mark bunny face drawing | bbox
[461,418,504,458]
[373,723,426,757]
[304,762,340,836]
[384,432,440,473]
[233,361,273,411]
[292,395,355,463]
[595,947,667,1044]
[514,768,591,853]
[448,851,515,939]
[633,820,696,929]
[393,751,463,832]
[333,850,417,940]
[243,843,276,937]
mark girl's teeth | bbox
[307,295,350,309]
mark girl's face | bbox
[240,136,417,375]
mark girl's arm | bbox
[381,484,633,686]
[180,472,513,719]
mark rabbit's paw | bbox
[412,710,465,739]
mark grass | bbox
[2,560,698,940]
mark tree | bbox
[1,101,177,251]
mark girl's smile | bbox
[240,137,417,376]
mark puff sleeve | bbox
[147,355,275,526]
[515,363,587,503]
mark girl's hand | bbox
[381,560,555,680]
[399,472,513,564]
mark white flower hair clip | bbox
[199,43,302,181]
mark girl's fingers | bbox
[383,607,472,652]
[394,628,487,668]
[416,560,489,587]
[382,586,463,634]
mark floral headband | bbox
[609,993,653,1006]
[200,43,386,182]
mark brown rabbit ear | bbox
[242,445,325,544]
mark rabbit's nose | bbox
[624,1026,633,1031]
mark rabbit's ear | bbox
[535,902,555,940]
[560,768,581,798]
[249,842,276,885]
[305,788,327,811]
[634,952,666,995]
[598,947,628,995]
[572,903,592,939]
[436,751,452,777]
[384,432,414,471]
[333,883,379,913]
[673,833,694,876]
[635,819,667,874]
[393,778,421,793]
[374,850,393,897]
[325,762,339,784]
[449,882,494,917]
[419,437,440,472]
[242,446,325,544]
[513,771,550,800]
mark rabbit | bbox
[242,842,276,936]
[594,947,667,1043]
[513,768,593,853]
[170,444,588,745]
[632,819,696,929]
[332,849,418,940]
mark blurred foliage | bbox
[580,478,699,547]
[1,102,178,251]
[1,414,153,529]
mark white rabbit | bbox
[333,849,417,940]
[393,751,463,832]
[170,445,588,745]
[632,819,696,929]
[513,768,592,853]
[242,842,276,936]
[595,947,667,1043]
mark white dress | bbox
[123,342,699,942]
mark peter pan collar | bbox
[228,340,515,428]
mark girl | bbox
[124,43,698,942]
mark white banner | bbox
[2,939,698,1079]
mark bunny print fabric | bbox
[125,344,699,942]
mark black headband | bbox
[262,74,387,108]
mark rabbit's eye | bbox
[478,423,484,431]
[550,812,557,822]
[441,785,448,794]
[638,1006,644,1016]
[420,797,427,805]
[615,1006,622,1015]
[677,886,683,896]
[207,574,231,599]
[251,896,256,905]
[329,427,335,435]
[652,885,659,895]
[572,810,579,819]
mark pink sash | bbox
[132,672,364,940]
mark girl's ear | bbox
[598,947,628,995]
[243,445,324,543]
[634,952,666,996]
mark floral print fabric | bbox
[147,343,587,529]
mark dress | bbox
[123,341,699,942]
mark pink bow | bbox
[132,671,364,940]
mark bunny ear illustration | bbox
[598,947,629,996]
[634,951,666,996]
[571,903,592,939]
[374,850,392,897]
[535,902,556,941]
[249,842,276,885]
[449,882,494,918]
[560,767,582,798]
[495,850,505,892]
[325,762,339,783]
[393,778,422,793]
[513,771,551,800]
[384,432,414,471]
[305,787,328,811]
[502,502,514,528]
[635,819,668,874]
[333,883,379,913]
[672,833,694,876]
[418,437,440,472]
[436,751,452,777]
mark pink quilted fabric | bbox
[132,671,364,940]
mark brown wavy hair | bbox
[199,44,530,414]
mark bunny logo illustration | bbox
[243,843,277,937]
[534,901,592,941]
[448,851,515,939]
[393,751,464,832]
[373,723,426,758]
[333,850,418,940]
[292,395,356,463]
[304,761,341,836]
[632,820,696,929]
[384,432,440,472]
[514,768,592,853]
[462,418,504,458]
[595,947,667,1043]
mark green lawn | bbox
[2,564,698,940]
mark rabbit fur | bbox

- [About this exercise] Word for word, write out each of the records shown above.

- [Answer below]
mark bunny face drawing | bbox
[461,418,504,458]
[373,723,426,757]
[304,762,340,836]
[384,432,440,473]
[233,361,273,411]
[292,395,355,463]
[595,947,667,1044]
[514,768,591,853]
[448,851,515,939]
[633,820,696,929]
[393,751,463,832]
[333,850,417,940]
[243,843,276,937]
mark girl's teeth | bbox
[307,295,350,309]
mark girl's face | bbox
[240,136,417,375]
mark girl's arm | bbox
[381,484,633,686]
[180,472,513,719]
mark rabbit's paw | bbox
[412,710,465,739]
mark grass | bbox
[2,560,698,940]
mark tree | bbox
[1,101,177,251]
mark girl's smile | bbox
[240,137,417,376]
mark puff sleeve | bbox
[147,355,275,526]
[515,363,587,503]
mark girl's hand | bbox
[381,560,555,680]
[399,472,513,564]
mark white flower hair clip | bbox
[199,43,302,181]
mark girl's fingers | bbox
[383,607,472,652]
[394,628,487,668]
[416,560,489,587]
[382,586,463,634]
mark floral headband | bbox
[609,993,653,1006]
[200,43,386,182]
mark brown rabbit ear | bbox
[242,445,325,544]
mark rabbit's nose | bbox
[624,1026,633,1031]
mark rabbit's ear | bbox
[535,902,555,940]
[560,768,581,798]
[249,842,276,885]
[305,788,327,811]
[634,952,666,995]
[598,947,628,995]
[572,903,592,939]
[436,751,452,777]
[384,432,414,471]
[333,883,379,913]
[673,833,694,876]
[635,819,667,874]
[393,778,421,793]
[374,850,393,897]
[325,762,339,784]
[449,882,494,917]
[419,437,440,472]
[242,446,325,544]
[513,771,550,800]
mark rabbit | bbox
[242,842,276,936]
[594,947,667,1043]
[513,768,593,853]
[170,444,588,745]
[632,819,696,929]
[332,849,418,940]
mark blurred foliage | bbox
[580,478,699,547]
[1,102,178,251]
[1,414,153,529]
mark white rabbit | bbox
[333,849,417,940]
[393,751,463,832]
[170,445,588,745]
[632,819,696,929]
[513,768,592,853]
[242,842,276,936]
[595,947,667,1043]
mark white dress | bbox
[123,342,699,942]
mark peter pan collar | bbox
[228,340,515,428]
mark girl | bbox
[124,43,698,942]
mark white banner | bbox
[2,939,698,1079]
mark bunny print fabric | bbox
[125,344,699,942]
mark black headband | bbox
[262,74,387,108]
mark rabbit's eye | bbox
[478,423,484,431]
[550,812,557,822]
[441,785,448,794]
[638,1006,644,1016]
[420,797,427,805]
[615,1006,622,1015]
[677,886,683,896]
[207,574,231,599]
[251,896,256,905]
[329,427,335,435]
[652,885,659,895]
[572,810,579,819]
mark pink sash | bbox
[132,672,364,940]
mark girl's ear | bbox
[598,947,628,995]
[243,445,324,543]
[634,952,666,996]
mark floral print fabric | bbox
[147,343,587,529]
mark dress | bbox
[123,341,699,942]
mark pink bow | bbox
[132,671,364,940]
mark bunny ear illustration | bbox
[598,947,629,996]
[634,951,666,996]
[571,903,592,939]
[374,850,392,897]
[535,902,556,941]
[249,842,276,885]
[449,882,494,918]
[560,767,582,798]
[495,850,505,892]
[325,762,339,783]
[393,778,422,793]
[513,771,551,800]
[384,432,414,471]
[305,787,328,811]
[502,502,514,528]
[635,819,668,874]
[333,883,379,913]
[672,833,694,876]
[418,437,440,472]
[436,751,452,777]
mark pink quilted fabric | bbox
[132,671,364,940]
mark brown wavy hair | bbox
[199,44,530,414]
mark bunny logo illustration | bbox
[243,843,277,937]
[534,901,592,941]
[448,851,515,939]
[393,751,464,832]
[373,723,426,758]
[333,850,418,940]
[292,395,356,463]
[304,761,341,836]
[632,820,696,929]
[384,432,440,472]
[514,768,592,853]
[462,418,504,458]
[595,947,667,1043]
mark green lawn | bbox
[2,564,698,940]
mark rabbit fur | bbox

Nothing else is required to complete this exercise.